— Start Records —

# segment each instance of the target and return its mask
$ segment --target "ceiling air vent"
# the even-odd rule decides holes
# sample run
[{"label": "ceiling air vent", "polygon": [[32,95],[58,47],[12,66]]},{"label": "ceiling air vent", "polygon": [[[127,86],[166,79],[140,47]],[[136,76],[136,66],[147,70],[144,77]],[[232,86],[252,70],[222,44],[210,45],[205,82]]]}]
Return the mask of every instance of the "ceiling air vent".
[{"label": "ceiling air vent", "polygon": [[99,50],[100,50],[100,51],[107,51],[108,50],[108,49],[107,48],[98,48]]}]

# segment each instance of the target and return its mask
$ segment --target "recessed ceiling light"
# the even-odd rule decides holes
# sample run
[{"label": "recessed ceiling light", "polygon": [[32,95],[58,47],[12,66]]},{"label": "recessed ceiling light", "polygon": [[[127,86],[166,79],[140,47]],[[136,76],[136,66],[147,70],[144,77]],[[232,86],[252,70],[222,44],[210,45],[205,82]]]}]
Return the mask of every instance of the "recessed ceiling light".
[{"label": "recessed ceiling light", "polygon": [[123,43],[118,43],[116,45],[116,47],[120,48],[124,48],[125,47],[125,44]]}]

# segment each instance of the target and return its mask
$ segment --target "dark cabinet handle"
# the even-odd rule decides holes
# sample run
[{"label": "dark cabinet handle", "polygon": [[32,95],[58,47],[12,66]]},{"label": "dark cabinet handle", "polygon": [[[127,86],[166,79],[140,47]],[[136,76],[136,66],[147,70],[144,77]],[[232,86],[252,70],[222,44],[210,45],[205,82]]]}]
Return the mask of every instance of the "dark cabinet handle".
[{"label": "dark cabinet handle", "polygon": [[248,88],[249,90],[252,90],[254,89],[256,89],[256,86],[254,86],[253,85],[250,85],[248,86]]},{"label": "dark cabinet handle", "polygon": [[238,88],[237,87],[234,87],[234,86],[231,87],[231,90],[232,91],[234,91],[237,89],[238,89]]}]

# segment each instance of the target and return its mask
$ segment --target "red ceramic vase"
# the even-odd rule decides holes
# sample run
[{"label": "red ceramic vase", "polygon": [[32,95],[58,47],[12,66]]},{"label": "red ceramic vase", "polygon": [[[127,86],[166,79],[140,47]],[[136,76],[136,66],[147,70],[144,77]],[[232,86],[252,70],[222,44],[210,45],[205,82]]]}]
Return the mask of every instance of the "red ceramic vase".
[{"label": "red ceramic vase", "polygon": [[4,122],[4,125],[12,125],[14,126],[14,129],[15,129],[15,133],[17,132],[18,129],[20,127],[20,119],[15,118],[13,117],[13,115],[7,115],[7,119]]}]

— End Records —

**Work to complete**
Filter the lines above, keeping each one that contains the word "dark". Case counts.

**Solution to the problem**
$ segment --target "dark cabinet handle"
[{"label": "dark cabinet handle", "polygon": [[32,95],[58,47],[12,66]]},{"label": "dark cabinet handle", "polygon": [[[127,86],[166,79],[140,47]],[[136,76],[136,66],[147,70],[144,77]],[[232,86],[252,70],[222,44],[210,45],[205,82]]]}]
Return the mask of every instance of the "dark cabinet handle".
[{"label": "dark cabinet handle", "polygon": [[248,88],[249,90],[252,90],[254,89],[256,89],[256,86],[254,86],[253,85],[250,85],[248,86]]},{"label": "dark cabinet handle", "polygon": [[238,88],[237,87],[234,87],[234,86],[231,87],[231,90],[232,91],[234,91],[237,89],[238,89]]}]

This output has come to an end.